Very interesting paper on failures and recovery: WHY DO COMPUTERS STOP AND WHAT CAN BE DONE ABOUT IT?

janm
+5  A: 

One strategy is to use a section of RAM that is not initialised by during power-on/reboot. That can be used to store data that survives a reboot, and then when your app restarts, early on in the code it can check that memory and see if it contains any useful data. If it does, then write it to a log, or send it over a comms channel.

How to reserve a section of RAM that is non-initialised is platform-dependent, and depends if you're running a full-blown OS (Linux) that manages RAM initialisation or not. If you're on a small system where RAM initialisation is done by the C start-up code, then your compiler probably has a way to put data (a file-scope variable) in a different section (besides the usual e.g. .bss) which is not initialised by the C start-up code.

If the data is not initialised, then it will probably contain random data at power-up. To determine whether it contains random data or valid data, use a hash, e.g. CRC-32, to determine its validity. If your processor has a way to tell you if you're in a reboot vs a power-up reset, then you should also use that to decide that the data is invalid after a power-up.

Craig McQueen
Very Amiga Guru Meditation and Kickstart like. Which means I like it. :-)
Amigable Clark Kant
+1 for guru meditation ;-)
Mawg
+2  A: 

The one thing you want to make sure you do is to not corrupt data that might legitimately be in flash, so if you try to write information in a crash situation you need to do so carefully and with the knowledge that the system might be an a very bad state so anything you do needs to be done in a way that doesn't make things worse.

Generally, when I detect a crash state I try to spit information out a serial port. A UART driver that's accessible from a crashed state is usually pretty simple - it just needs to be a simple polling driver that writes characters to the transmit data register when the busy bit is clear - a crash handler generally doesn't need to play nice with multitasking, so polling is fine. And it generally doesn't need to worry about incoming data; or at least not needing to worry about incoming data in a fashion that can't be handled by polling. In fact, a crash handler generally cannot expect that multitasking and interrupt handling will be working since the system is screwed up.

**GIVEN REQUEST 1**
Which hash does the crash-recovery discussion give as an example for checking whether non-initialized RAM holds valid data?
**GIVEN REQUEST 2**
Reproduce the crash-recovery discussion from "Generally, when I" up to and including "is screwed up.".
The entries that come next are separate material with no connection to the crash-recovery discussion.

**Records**
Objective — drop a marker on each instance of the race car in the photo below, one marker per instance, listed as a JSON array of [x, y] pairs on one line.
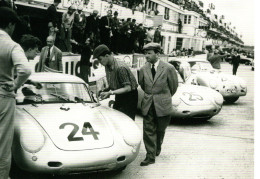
[[189, 102], [200, 72], [61, 129], [197, 103]]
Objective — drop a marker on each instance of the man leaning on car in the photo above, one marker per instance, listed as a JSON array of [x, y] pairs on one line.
[[11, 57]]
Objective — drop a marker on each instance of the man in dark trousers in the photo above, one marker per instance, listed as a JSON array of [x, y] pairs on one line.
[[105, 28], [235, 62], [121, 81], [159, 82]]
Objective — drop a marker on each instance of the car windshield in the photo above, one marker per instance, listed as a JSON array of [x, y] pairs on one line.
[[54, 93], [200, 66]]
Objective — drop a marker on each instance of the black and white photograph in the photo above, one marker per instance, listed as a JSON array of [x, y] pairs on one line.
[[128, 89]]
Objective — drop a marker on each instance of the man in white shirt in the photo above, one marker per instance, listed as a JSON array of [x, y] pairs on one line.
[[12, 58], [50, 58]]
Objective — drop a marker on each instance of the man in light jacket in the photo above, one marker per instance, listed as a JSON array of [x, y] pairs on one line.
[[159, 82]]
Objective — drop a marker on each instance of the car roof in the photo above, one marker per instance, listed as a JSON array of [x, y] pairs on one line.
[[55, 77]]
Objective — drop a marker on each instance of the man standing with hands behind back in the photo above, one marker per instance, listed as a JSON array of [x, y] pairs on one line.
[[12, 58], [159, 82]]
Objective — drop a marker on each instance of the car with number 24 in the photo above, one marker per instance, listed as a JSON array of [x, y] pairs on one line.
[[61, 129]]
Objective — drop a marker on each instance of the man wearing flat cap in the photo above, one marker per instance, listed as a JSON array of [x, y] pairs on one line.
[[91, 28], [121, 81], [12, 57], [159, 82]]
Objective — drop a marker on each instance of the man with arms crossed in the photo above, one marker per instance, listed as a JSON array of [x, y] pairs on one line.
[[159, 82], [11, 57]]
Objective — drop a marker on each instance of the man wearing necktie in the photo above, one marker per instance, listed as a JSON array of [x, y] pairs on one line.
[[50, 58], [159, 82]]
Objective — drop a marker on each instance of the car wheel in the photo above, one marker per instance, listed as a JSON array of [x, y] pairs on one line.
[[231, 99]]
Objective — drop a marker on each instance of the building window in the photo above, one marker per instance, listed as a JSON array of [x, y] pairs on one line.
[[167, 13], [187, 19]]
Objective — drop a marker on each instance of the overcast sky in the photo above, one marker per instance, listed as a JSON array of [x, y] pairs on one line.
[[241, 15]]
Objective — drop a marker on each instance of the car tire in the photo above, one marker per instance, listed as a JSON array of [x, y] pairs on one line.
[[230, 100]]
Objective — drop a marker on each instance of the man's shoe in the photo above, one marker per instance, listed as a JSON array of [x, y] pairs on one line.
[[147, 161], [158, 152]]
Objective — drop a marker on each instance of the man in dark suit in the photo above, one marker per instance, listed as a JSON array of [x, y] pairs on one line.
[[50, 58], [235, 62], [105, 29], [159, 82]]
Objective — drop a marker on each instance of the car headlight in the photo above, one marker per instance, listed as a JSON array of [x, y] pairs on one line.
[[32, 140], [213, 84], [223, 79], [176, 102], [219, 100]]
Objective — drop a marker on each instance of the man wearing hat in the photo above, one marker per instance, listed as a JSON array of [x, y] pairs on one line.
[[12, 58], [121, 81], [66, 27], [159, 82]]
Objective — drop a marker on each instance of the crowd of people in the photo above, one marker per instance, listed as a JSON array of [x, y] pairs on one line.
[[75, 28]]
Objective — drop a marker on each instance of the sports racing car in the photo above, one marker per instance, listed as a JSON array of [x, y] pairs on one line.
[[192, 102], [61, 129], [200, 72]]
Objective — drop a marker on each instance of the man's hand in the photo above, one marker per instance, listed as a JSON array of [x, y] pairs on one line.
[[37, 84], [8, 87], [104, 95]]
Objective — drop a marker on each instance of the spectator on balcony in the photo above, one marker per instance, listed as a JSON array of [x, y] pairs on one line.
[[235, 61], [140, 7], [149, 35], [52, 14], [66, 27], [157, 35], [105, 29], [141, 33], [156, 12], [125, 4], [79, 25], [179, 26], [151, 12], [115, 31], [92, 28]]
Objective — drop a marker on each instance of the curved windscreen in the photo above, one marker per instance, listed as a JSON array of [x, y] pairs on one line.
[[53, 93]]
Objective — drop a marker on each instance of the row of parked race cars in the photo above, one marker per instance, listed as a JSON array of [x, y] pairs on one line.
[[63, 129]]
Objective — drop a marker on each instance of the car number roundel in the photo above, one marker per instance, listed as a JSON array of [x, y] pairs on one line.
[[87, 129]]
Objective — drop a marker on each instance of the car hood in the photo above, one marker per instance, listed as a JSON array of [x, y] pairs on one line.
[[195, 95], [73, 126]]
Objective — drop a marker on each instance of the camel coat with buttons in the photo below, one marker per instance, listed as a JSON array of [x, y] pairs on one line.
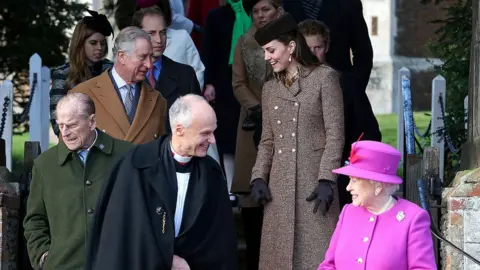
[[149, 121], [249, 72], [302, 142]]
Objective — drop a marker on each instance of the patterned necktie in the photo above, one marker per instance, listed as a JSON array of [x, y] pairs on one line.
[[150, 77], [129, 99]]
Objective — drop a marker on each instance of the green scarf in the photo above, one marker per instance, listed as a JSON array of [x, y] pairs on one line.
[[241, 25]]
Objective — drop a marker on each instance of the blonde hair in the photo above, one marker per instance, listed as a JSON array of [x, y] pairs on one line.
[[79, 71]]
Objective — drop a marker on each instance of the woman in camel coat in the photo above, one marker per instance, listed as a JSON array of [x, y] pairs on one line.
[[302, 142]]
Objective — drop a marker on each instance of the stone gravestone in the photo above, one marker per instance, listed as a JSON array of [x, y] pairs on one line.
[[461, 222]]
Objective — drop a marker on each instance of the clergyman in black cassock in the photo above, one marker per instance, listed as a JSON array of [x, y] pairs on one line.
[[136, 221]]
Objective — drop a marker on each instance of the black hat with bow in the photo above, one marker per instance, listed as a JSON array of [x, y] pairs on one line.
[[98, 22]]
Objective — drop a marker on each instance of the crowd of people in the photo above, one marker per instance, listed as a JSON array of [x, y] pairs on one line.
[[259, 104]]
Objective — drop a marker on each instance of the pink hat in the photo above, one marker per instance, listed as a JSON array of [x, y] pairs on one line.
[[374, 161]]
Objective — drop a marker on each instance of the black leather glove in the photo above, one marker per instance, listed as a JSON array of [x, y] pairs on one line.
[[323, 196], [260, 192], [256, 112]]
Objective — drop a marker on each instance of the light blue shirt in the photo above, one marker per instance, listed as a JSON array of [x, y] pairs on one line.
[[156, 71]]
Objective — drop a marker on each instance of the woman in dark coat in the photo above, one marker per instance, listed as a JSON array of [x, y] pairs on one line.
[[87, 52]]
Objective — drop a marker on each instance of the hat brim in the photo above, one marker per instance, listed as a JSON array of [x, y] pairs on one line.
[[369, 175]]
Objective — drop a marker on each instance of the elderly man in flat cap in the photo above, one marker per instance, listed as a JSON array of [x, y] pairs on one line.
[[348, 34]]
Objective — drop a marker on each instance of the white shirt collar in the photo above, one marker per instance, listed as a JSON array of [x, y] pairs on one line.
[[118, 80]]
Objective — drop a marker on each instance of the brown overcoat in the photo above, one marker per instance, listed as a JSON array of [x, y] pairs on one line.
[[249, 72], [149, 121], [302, 142]]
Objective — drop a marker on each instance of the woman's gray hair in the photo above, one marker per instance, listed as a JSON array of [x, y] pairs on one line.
[[180, 112], [125, 40]]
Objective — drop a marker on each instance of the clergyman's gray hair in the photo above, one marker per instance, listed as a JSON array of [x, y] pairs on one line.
[[181, 110], [83, 104], [125, 40]]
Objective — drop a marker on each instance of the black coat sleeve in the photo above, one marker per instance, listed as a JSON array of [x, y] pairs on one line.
[[212, 244], [121, 236], [360, 44]]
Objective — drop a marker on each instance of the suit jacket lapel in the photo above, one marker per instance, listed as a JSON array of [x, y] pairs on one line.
[[107, 96], [146, 104]]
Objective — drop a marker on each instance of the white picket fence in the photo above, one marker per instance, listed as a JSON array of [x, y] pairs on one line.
[[39, 116], [438, 90]]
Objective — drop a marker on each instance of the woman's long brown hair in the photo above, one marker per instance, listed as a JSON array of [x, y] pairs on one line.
[[79, 71]]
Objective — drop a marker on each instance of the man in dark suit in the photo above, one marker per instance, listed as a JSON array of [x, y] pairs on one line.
[[348, 33], [170, 78]]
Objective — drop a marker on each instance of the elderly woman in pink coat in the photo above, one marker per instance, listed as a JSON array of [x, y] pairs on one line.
[[378, 231]]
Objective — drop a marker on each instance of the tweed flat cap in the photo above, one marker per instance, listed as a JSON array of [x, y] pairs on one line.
[[272, 30]]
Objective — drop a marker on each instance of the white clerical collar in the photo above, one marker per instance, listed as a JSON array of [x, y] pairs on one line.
[[178, 157]]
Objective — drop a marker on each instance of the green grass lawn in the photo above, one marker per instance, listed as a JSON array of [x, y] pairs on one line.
[[387, 122]]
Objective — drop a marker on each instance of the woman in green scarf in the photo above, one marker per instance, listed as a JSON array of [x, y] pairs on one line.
[[249, 72]]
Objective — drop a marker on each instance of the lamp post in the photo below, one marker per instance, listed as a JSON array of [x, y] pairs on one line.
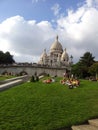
[[71, 62]]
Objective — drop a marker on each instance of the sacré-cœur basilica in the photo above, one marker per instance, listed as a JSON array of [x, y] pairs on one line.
[[57, 57]]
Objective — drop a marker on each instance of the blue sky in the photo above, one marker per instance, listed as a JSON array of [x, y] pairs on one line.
[[27, 27], [35, 9]]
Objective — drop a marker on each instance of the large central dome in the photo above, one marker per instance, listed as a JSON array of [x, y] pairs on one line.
[[56, 46]]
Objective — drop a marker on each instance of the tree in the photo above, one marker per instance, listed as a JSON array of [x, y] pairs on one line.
[[93, 69], [87, 59], [81, 69]]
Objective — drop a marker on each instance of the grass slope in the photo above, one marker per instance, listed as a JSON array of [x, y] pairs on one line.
[[38, 106]]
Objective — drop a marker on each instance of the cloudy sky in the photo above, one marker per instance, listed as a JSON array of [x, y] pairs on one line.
[[27, 27]]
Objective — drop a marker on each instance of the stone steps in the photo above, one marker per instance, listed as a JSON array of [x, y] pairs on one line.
[[93, 125]]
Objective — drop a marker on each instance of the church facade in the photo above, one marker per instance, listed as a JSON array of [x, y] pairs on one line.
[[57, 57]]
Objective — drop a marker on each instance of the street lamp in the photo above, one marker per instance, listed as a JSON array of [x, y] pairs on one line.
[[71, 62], [71, 57]]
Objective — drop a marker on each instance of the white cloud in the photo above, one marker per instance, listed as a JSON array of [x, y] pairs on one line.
[[36, 1], [56, 9], [78, 33]]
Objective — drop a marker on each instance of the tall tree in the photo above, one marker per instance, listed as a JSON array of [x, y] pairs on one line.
[[93, 70], [81, 69]]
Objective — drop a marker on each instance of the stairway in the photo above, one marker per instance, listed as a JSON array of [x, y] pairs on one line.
[[93, 125]]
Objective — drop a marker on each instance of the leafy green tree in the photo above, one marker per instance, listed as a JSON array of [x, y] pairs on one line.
[[93, 69], [81, 69], [87, 59]]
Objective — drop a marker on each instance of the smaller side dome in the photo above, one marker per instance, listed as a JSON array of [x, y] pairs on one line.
[[43, 57], [56, 46], [65, 56], [44, 54]]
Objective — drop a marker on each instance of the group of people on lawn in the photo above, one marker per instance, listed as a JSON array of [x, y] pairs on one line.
[[71, 82]]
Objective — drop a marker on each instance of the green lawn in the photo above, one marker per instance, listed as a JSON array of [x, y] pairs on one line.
[[4, 77], [39, 106]]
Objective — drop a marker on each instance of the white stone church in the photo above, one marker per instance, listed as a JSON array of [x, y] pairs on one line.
[[56, 56]]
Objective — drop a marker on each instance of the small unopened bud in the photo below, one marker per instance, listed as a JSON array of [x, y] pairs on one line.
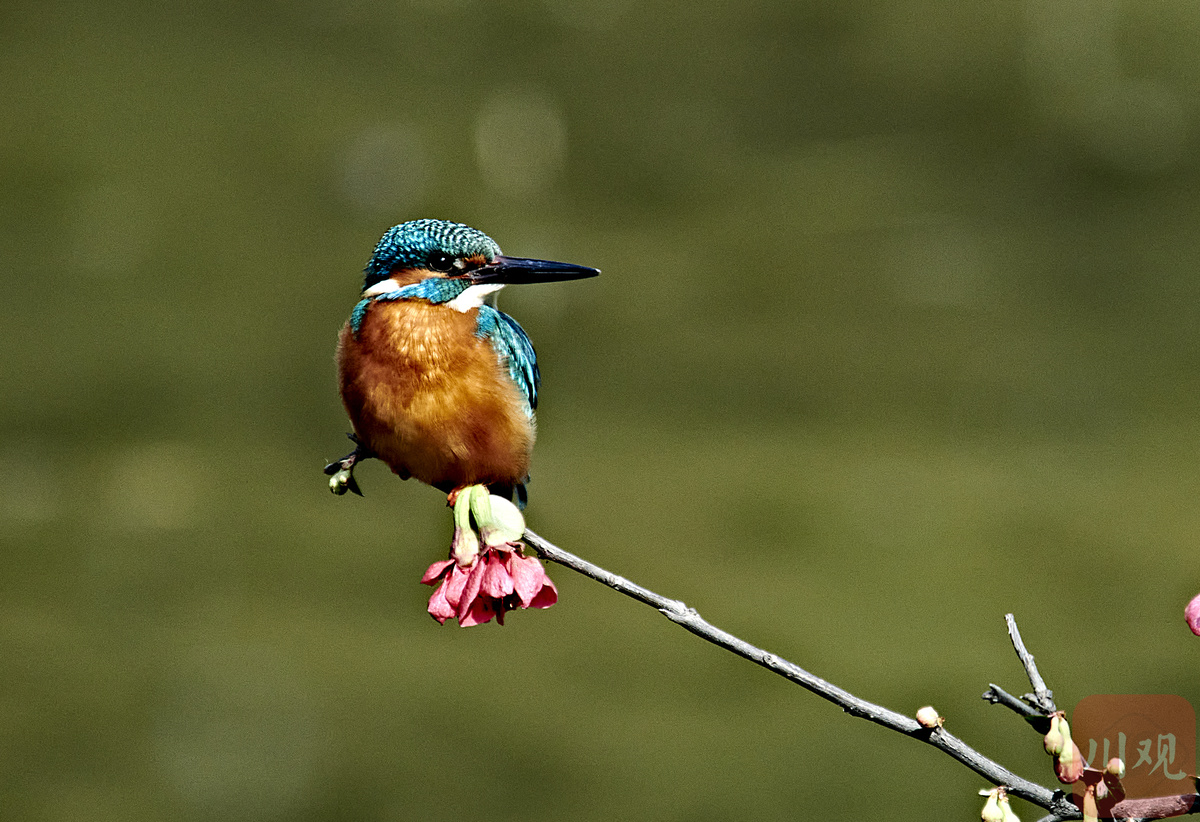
[[1110, 781], [1054, 742], [991, 809], [1069, 765], [929, 718], [340, 481], [1091, 809], [1007, 809]]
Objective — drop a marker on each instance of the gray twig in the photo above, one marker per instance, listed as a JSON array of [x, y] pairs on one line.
[[1042, 696], [939, 737]]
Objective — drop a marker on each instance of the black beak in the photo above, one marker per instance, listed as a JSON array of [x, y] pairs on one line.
[[516, 270]]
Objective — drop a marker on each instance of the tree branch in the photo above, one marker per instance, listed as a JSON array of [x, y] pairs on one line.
[[939, 737], [1042, 696]]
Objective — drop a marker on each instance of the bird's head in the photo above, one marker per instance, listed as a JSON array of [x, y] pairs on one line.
[[455, 263]]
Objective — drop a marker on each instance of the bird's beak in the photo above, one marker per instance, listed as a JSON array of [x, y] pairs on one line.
[[516, 270]]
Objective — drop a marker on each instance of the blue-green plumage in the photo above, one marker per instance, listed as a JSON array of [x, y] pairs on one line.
[[421, 310]]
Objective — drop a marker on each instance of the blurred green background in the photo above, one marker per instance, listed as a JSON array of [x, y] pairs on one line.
[[897, 333]]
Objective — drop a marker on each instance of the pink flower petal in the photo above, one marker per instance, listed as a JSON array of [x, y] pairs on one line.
[[497, 583], [435, 571], [546, 597], [1192, 613], [481, 611], [454, 586], [439, 609], [471, 591], [528, 577]]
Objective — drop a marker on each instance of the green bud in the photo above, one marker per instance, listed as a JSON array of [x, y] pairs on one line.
[[991, 809]]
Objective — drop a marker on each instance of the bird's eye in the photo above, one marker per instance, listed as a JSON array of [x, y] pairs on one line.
[[441, 262]]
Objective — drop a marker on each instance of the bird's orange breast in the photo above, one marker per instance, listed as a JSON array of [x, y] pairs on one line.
[[431, 399]]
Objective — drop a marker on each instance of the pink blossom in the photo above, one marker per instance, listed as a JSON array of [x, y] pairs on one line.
[[498, 580], [1192, 613]]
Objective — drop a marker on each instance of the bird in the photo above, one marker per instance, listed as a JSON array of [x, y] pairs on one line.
[[439, 384]]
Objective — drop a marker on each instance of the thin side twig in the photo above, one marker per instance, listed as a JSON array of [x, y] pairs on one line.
[[1042, 696]]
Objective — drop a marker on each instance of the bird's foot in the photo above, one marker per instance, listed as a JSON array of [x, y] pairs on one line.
[[341, 472]]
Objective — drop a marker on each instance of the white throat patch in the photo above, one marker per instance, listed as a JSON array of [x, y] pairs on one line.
[[474, 297], [382, 287]]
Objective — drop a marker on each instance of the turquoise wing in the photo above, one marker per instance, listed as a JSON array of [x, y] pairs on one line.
[[514, 348]]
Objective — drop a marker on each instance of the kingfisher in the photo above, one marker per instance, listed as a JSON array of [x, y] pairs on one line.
[[439, 384]]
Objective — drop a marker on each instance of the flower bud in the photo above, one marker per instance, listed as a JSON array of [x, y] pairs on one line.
[[928, 718], [1007, 809], [505, 526], [1054, 742], [1069, 765], [991, 809], [465, 547], [1192, 613]]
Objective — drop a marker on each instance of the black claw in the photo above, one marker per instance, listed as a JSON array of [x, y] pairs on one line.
[[346, 465]]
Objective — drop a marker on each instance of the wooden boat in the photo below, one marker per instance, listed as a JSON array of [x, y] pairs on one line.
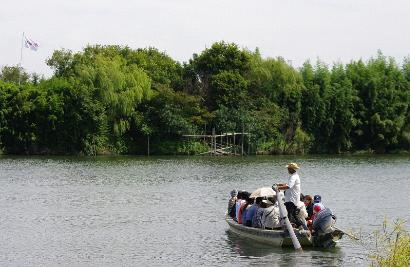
[[281, 238]]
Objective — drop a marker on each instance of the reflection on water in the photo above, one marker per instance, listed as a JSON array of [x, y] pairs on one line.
[[163, 211]]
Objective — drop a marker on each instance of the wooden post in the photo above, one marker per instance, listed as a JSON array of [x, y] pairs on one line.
[[249, 141], [214, 138], [242, 141], [234, 145], [148, 145], [221, 142]]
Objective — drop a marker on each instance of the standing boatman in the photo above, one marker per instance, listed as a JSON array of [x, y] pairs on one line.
[[292, 193]]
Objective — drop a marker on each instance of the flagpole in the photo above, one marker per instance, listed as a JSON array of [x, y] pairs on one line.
[[21, 56]]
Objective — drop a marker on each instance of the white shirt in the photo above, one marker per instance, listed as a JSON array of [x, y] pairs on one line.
[[292, 194], [270, 217]]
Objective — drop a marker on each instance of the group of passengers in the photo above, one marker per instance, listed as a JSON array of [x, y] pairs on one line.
[[263, 212], [254, 212]]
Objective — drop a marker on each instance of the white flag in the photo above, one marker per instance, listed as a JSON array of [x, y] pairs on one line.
[[30, 44]]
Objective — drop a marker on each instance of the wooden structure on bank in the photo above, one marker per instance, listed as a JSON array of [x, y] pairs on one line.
[[224, 143]]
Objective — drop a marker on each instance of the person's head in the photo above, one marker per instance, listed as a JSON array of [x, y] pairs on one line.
[[267, 202], [317, 208], [292, 167], [308, 200], [272, 199]]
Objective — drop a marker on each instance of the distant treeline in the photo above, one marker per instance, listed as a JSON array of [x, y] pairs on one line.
[[111, 99]]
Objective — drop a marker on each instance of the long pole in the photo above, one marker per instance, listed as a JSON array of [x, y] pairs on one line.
[[284, 215], [21, 56]]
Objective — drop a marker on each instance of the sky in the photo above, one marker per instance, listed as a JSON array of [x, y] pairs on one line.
[[297, 30]]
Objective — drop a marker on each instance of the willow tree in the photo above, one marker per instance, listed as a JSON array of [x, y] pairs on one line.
[[119, 86]]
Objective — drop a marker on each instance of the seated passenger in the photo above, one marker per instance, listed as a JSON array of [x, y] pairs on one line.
[[242, 208], [238, 204], [250, 212], [301, 214], [270, 216], [232, 202], [257, 217], [317, 199], [308, 200], [323, 221]]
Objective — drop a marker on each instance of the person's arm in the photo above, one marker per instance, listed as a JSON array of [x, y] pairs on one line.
[[283, 186]]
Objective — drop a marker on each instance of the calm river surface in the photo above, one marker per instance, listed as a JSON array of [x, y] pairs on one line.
[[169, 211]]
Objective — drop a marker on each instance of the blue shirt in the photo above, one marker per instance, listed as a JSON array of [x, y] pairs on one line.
[[250, 212]]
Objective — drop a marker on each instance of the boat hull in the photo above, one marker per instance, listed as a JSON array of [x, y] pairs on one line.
[[278, 238], [281, 238]]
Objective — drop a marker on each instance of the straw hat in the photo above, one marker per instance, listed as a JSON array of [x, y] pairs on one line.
[[292, 166]]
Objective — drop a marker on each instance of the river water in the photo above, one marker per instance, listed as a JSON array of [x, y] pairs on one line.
[[169, 211]]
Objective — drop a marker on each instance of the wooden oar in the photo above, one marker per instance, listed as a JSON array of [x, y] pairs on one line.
[[349, 235], [284, 215]]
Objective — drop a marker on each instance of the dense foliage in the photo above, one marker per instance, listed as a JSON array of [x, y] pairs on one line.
[[112, 99]]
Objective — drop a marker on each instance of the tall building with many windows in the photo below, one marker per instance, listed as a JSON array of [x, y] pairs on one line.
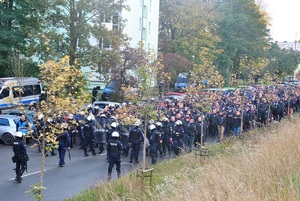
[[141, 22]]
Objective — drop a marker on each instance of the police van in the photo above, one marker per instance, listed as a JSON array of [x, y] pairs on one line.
[[17, 90]]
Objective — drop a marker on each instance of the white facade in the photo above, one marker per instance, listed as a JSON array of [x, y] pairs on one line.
[[140, 23]]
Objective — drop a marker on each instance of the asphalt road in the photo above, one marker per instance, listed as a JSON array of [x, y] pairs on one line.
[[78, 174]]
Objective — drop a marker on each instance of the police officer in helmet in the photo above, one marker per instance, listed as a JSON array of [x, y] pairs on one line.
[[114, 148], [136, 137], [20, 156]]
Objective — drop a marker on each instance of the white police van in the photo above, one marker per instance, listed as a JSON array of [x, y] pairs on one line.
[[14, 90]]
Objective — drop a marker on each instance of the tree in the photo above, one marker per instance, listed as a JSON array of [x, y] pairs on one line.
[[172, 65], [18, 20], [244, 34], [57, 77], [282, 62], [69, 26], [188, 29]]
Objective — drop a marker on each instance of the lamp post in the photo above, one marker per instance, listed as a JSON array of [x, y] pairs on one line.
[[296, 37]]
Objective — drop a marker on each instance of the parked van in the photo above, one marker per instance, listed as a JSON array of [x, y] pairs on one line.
[[111, 89], [181, 83], [14, 89]]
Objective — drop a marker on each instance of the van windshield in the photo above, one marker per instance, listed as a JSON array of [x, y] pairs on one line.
[[182, 80], [113, 84]]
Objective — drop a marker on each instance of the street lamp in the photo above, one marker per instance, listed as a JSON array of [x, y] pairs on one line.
[[296, 40]]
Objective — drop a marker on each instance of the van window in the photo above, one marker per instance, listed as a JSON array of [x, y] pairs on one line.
[[5, 92], [37, 89], [17, 92], [4, 122], [182, 80], [28, 90]]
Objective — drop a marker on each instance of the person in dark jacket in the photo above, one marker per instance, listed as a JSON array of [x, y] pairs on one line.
[[167, 130], [237, 123], [229, 122], [114, 148], [136, 137], [177, 137], [192, 132], [88, 135], [63, 144], [154, 142], [221, 125], [20, 156]]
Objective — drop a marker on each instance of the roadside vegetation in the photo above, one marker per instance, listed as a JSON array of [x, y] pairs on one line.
[[260, 165]]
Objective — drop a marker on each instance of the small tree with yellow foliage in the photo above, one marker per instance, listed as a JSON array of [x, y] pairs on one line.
[[60, 80]]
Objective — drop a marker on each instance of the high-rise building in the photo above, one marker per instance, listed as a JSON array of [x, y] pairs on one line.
[[140, 22]]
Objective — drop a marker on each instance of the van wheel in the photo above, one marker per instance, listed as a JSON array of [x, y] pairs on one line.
[[8, 138]]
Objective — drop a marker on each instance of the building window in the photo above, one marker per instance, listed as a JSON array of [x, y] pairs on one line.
[[115, 21], [140, 23], [104, 42], [104, 18]]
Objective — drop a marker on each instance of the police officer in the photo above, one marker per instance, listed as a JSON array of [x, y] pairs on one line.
[[101, 135], [167, 130], [177, 137], [154, 142], [72, 129], [20, 156], [88, 135], [159, 128], [114, 148], [80, 120], [63, 144], [23, 125], [136, 136]]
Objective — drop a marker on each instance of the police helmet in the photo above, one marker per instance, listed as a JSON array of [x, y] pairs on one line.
[[40, 117], [64, 125], [151, 121], [113, 125], [19, 134], [32, 103], [152, 127], [137, 123], [115, 134], [158, 124], [166, 119], [178, 123]]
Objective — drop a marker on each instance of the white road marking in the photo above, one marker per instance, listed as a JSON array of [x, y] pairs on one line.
[[29, 174]]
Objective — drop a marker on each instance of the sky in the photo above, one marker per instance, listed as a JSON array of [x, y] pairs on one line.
[[285, 19]]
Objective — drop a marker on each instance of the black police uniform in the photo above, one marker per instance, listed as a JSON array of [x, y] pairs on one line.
[[20, 158]]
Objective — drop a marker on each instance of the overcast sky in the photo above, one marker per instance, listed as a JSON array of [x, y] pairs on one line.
[[285, 19]]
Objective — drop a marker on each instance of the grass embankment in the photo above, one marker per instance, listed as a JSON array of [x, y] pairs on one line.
[[259, 165]]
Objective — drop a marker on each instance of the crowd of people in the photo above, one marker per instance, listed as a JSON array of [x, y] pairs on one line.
[[178, 124]]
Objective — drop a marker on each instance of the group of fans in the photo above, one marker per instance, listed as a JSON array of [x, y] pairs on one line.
[[179, 124]]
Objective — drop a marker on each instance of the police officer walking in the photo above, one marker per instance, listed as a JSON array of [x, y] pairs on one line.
[[63, 144], [88, 135], [20, 156], [114, 148], [136, 136]]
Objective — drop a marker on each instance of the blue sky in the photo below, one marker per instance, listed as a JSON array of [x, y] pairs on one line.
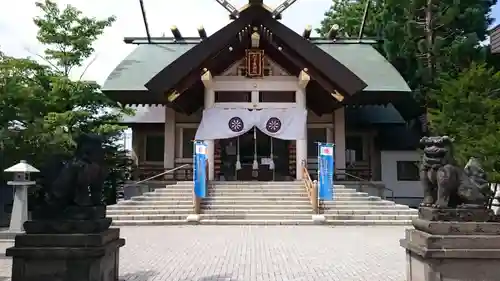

**OUTPUT 1**
CRC-32

**OUTPUT 2**
Generally, when I detect a crash state I try to spit information out a serial port. A UART driver that's accessible from a crashed state is usually pretty simple - it just needs to be a simple polling driver that writes characters to the transmit data register when the busy bit is clear - a crash handler generally doesn't need to play nice with multitasking, so polling is fine. And it generally doesn't need to worry about incoming data; or at least not needing to worry about incoming data in a fashion that can't be handled by polling. In fact, a crash handler generally cannot expect that multitasking and interrupt handling will be working since the system is screwed up.